---- GIVEN INFORMATION
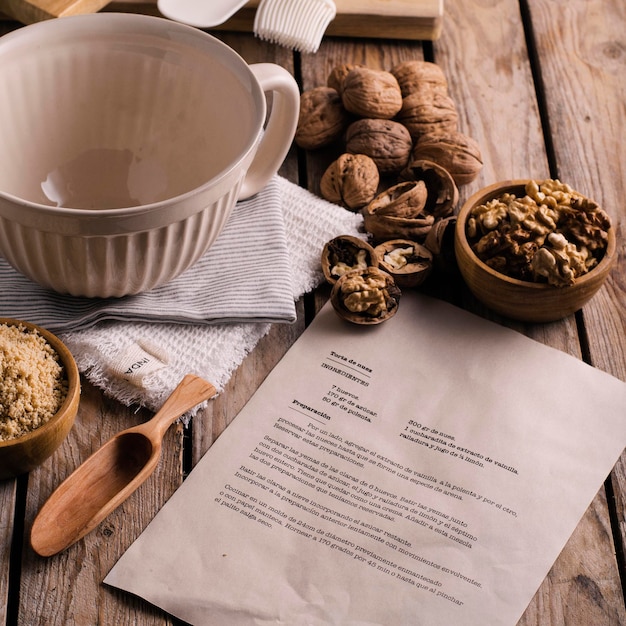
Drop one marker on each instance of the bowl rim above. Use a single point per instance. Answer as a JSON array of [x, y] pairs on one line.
[[73, 379], [493, 190], [118, 24]]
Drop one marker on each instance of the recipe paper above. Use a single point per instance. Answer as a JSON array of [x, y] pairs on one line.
[[424, 471]]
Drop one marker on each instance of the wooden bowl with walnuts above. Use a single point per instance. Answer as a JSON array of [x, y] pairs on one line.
[[39, 395], [534, 251]]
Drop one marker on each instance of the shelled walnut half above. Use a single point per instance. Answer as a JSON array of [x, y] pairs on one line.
[[344, 254], [408, 262], [367, 296]]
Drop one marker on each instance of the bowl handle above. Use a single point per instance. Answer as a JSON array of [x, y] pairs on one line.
[[279, 129]]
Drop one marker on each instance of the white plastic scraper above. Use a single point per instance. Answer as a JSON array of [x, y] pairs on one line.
[[200, 13]]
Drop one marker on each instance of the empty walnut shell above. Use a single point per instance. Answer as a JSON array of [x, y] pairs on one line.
[[408, 262], [368, 296], [456, 152], [443, 194], [386, 216], [415, 75], [344, 254]]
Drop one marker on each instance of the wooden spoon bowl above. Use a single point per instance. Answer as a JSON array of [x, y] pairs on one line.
[[111, 474]]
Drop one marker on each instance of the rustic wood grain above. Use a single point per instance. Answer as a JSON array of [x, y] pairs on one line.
[[581, 51], [67, 588], [494, 82], [7, 517], [585, 42]]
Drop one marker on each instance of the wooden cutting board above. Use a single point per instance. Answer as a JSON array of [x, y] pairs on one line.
[[383, 19]]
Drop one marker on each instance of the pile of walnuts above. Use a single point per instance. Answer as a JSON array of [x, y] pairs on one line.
[[390, 123], [402, 160]]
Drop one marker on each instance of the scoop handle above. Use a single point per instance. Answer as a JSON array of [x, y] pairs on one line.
[[190, 391]]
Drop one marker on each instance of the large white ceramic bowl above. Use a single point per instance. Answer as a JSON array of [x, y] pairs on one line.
[[126, 141]]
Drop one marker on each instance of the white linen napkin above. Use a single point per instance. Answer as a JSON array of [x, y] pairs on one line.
[[142, 361]]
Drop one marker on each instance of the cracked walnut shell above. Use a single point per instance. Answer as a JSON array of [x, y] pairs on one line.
[[415, 75], [368, 296], [456, 152], [399, 213], [351, 181], [344, 254], [408, 262]]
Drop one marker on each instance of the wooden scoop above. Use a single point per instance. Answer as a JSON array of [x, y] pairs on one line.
[[111, 474]]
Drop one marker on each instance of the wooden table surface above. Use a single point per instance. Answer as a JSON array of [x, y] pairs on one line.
[[541, 84]]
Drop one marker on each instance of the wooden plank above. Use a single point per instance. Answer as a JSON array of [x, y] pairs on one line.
[[7, 515], [585, 41], [396, 19], [67, 588], [492, 77]]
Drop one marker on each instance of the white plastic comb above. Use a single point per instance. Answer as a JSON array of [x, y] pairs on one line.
[[296, 24], [200, 13]]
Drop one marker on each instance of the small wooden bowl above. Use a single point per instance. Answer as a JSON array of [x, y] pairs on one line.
[[517, 299], [26, 452]]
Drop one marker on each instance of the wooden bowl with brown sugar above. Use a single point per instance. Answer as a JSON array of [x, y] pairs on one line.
[[39, 395], [534, 300]]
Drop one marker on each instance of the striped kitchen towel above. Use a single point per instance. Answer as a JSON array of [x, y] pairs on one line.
[[244, 276]]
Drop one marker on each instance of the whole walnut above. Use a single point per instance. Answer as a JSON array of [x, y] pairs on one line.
[[338, 74], [426, 112], [414, 76], [322, 118], [456, 152], [371, 93], [351, 181], [386, 142]]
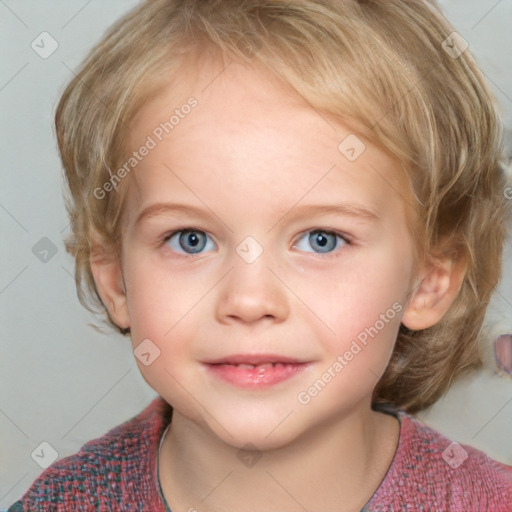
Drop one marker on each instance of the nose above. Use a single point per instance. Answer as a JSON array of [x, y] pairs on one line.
[[251, 293]]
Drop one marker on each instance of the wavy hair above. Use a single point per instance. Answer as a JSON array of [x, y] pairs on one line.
[[385, 68]]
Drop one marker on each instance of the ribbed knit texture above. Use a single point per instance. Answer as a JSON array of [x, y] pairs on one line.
[[117, 472]]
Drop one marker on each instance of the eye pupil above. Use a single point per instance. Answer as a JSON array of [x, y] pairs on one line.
[[323, 241], [192, 241]]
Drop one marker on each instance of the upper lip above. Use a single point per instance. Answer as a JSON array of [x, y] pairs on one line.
[[254, 359]]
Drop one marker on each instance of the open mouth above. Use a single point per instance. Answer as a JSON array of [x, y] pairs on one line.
[[255, 372]]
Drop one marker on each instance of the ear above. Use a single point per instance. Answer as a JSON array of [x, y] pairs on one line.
[[108, 276], [439, 284]]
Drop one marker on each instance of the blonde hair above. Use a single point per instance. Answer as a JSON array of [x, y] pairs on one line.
[[385, 68]]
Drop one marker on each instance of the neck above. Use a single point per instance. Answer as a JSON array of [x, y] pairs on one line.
[[339, 463]]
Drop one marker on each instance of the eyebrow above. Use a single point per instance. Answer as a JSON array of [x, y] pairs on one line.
[[159, 209], [352, 210]]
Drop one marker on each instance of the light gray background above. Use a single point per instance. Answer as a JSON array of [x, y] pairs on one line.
[[63, 382]]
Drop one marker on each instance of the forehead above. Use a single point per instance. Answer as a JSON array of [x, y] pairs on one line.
[[251, 134]]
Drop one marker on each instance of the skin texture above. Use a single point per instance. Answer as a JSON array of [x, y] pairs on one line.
[[248, 158]]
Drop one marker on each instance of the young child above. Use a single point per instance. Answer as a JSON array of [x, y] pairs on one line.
[[334, 166]]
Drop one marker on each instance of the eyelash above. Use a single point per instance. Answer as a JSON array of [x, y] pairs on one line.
[[345, 240]]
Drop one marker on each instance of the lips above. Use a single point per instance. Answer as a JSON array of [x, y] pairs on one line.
[[255, 371]]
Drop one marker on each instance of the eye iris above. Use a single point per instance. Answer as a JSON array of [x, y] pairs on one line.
[[323, 241], [192, 241]]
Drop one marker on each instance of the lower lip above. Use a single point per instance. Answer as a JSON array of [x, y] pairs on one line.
[[258, 377]]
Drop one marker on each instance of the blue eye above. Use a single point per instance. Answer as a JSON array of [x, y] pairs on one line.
[[321, 241], [190, 241]]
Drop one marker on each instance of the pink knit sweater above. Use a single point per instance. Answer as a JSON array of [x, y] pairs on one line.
[[117, 472]]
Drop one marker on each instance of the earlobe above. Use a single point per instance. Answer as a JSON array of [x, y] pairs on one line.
[[108, 276], [439, 285]]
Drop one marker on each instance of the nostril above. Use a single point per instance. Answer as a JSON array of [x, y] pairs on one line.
[[503, 352]]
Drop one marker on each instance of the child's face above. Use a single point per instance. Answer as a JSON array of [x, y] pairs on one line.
[[253, 168]]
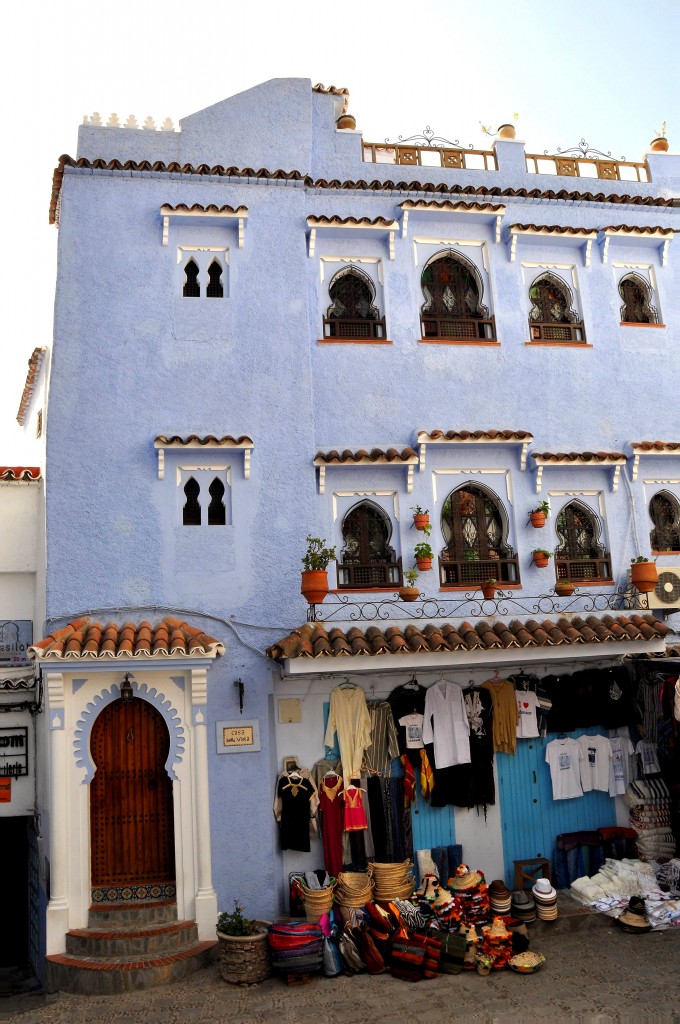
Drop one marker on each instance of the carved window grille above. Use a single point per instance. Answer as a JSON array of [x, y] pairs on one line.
--------
• **TO BE DONE**
Could you rewrite the whole listing with "marker" swapped for "dot" everywhere and everything else left as is, leaving the pictures out?

• **SOLUTION FOR THIS EXERCISE**
Drop one dot on each instance of the bowl rim above. Use a single point per instance. Answer as a JSON array of [x, y] pairs on one line.
[[73, 379], [493, 190], [118, 24]]
Drop one dot on each instance of the recipe paper above. Use a single point per instance. Answer as a JSON array of [x, y] pairs on one line.
[[424, 471]]
Drop one dot on each instance of the wooden bowl with walnuts above. Use a single point per instance. Answer as a JSON array of [x, y] pairs on one line.
[[39, 395], [534, 251]]
Drop one dot on each instance of the shelled walnut half above. Use a single point per instance. Answer as a JSON array of [x, y] pairs on one line.
[[344, 254], [408, 262], [367, 296]]
Drop one dot on each instance of the bowl handle above. Use a single point per instance. Answer as a JSON array of [x, y] pairs on one line.
[[279, 129]]
Drop one dot on each instance of the white plastic scraper above. Use a single point per instance. Answer as a JSON array of [x, y] pairs on one line.
[[200, 13]]
Drop one dot on each instance of the empty walnut shell above. Use a single point per instance. Answer as a JSON array of [x, y] pairs on one line.
[[408, 262], [368, 296], [456, 152], [443, 194], [386, 216], [415, 75], [344, 254]]
Drop one dot on each instance of the wooden spoon bowl above. Use a single point per instance. Answer as a JSON array of [x, y] pairs on one line.
[[111, 474]]
Drop one dot on each instance of the rustic wood grain above. Use a single point per instance. Answer as a JSON array of [x, y] pairs on one line.
[[581, 51], [67, 588], [494, 82], [7, 517], [585, 42]]
Drop one dot on each instance of the wooden cutting board above. Use a single point per instance. Answer as a JSON array of [x, y] pairs on one line.
[[383, 19]]
Drop one dot on each instance of the pile of walnuts above. Use a single point per instance. Answer as a JSON array of [x, y] pairs on one line.
[[390, 123], [402, 160]]
Drop one dot on each instance of the scoop handle above. Use a single point per instance. Answer as a JSON array of [x, y] pairs on one line.
[[190, 391]]
Drop one dot on each instance of the large white ceramic bowl above. Use a single point per instance. Answer as a JSON array of [x, y] pairs on one line.
[[126, 141]]
Drop one dot on each instance of the white linen napkin above. Use a single point per instance. Answer as a JSON array of [x, y] pairs on one line.
[[142, 361]]
Drop one dot on each instance of the cracked walnut shell above. Use a single point per instance. Answer as a JSON array of [x, y] pairs on one line.
[[415, 75], [368, 296], [456, 152], [399, 213], [351, 181], [344, 254], [408, 262]]
Drop one dot on each instance of the wooden scoop above. Use a single point per instance. Answer as a JSON array of [x, y] pairs on one line.
[[111, 474]]
Drop one dot on each instance of the wooden table surface above. Use a single point per instance. Answer as a JSON array of [x, y] pairs on one line.
[[541, 84]]
Drop one dot on each instance of the wooden plank above. Use a single point per instance. Answer as a JSON array of [x, y] pairs on one line.
[[7, 515], [585, 41], [396, 19], [67, 588], [492, 77]]
Drop one dot on each instance of the white plastic comb above. Use a single point per instance. Answer as a JSON array of [x, y] pairs on one line.
[[296, 24], [200, 13]]
Drop one dot on each instance of the small wooden bowl above. Use a single point per instance. Answer as a JSON array of [x, y] pairs on one line.
[[517, 299], [26, 452]]
Drop one dot on each instance of the wooden bowl with brown sugar above. Use a single point per instance. Answer as a JSON array of [x, y] pairs on one line.
[[39, 395], [534, 300]]
Drop one dot on each instance of the striped kitchen towel above. Use a single point per instance. Answer as a JSON array of [x, y] pairs on one line.
[[244, 276]]
Drop one dot on each instance of the whole walnut above. Use a single point per instance. Answer as a JSON array of [x, y] pairs on one line.
[[338, 74], [426, 112], [414, 76], [322, 118], [456, 152], [371, 93], [351, 181], [386, 142]]
Drop one dot on each instance of the nose above. Use a single point per instance. Answer as a JSON array of [x, y] pairs on one line.
[[251, 293]]
Drop one dot on each instance of the wavy hair above. Use a single point per instance. Answer as a JSON array of [x, y] pairs on one line.
[[385, 68]]
Drop one dot on each instance of the ribbed knit texture above. Use a single point per instance. Answer as a JSON array of [x, y] pairs on one line.
[[117, 472]]
Drop one dot on each instance of the eye pupil above. Use a single point per instance. Answer as a JSON array of [x, y] pairs on one line.
[[323, 241], [192, 241]]
Drop one dot on each instance of the upper lip above. Use a single point per instance. Answer as a JSON array of [x, y] pairs on one line.
[[254, 359]]
Drop one dot on each instance of the open mouth above. Use a single point per instance. Answer as a JSON array of [x, y] pairs on one line.
[[255, 372]]
Drop one dot on each instance of the ear above. Use a single point per instance. Answer as a JSON array of [x, y] pairs on one line.
[[108, 276], [439, 284]]
Drop one dot on each instance of the blonde hair above. Use a single point per instance. Answer as a JSON array of [x, y] pairs on one line.
[[385, 68]]
Drop one dot on each instance of the neck above. Use a single point per instance. Answer as a JSON array of [x, y] pairs on one line.
[[339, 463]]
Drop one dot on each instance of the eyebrow above. Use a single point per instance. Answer as a JSON array of [x, y] pairs on one line.
[[159, 209], [352, 210]]
Drop one dot on each instance of the light gray background above. Use a single point per instance. Answer as a JSON array of [x, y] pairs on one line.
[[63, 382]]
Drop one dot on each instance of the forehead above. Use a single point per instance. Answer as a JSON array of [x, y] pairs on one line.
[[251, 134]]
Drop one dot on each instance of the skin texture above. Use a single point per instance. Answer as a JSON array of [x, y] pairs on one line.
[[248, 158]]
Drop one dot on each instance of the young child above. Use a single point per instance. Answer as a JSON array of [x, y] pairs on one line.
[[334, 166]]
Drop one dot on each instance of the eyelash above. Use a single point per instance. Answer as a JSON array of [x, y] pairs on one line.
[[345, 240]]
Drop one dot on each instance of the lips above. Use a single point per instance. Answer as a JSON array of [x, y] pairs on one line.
[[255, 371]]
Drop one dot on each instance of the eye iris above. Use a single point per instance. Answer as a JSON array of [x, y] pairs on one line.
[[323, 241], [192, 241]]
Drop one dot on each instance of the lower lip above. Use a single point per instance. Answer as a JSON array of [x, y] pairs on one line.
[[258, 377]]
Drop one dot on each instance of the blue eye above. Use a single point per instance. Answer as a JSON array of [x, y] pairs on one line.
[[321, 241], [190, 241]]
Drop one dot on each instance of the pink knit sweater above. Use a single point per instance. Answer as a JSON array of [x, y] pairs on one line.
[[117, 472]]
Drop one dot on each instance of the earlobe above. Use a single point per instance. Answer as a JSON array of [x, y] pairs on one line.
[[108, 276], [439, 285]]
Drop one dot on each instance of the nostril above. Use a single point per instance. Answer as a JSON array of [x, y] pairs on one line.
[[503, 352]]
Drop one dot on each instance of the child's face above. Use a single point per instance. Answer as a JSON array of [x, y] pairs on one line.
[[253, 168]]
Drop one dot on each instance of the carved window grille above. Use a single point per instance. Answer as a JSON array of [x, y] pairs on one line.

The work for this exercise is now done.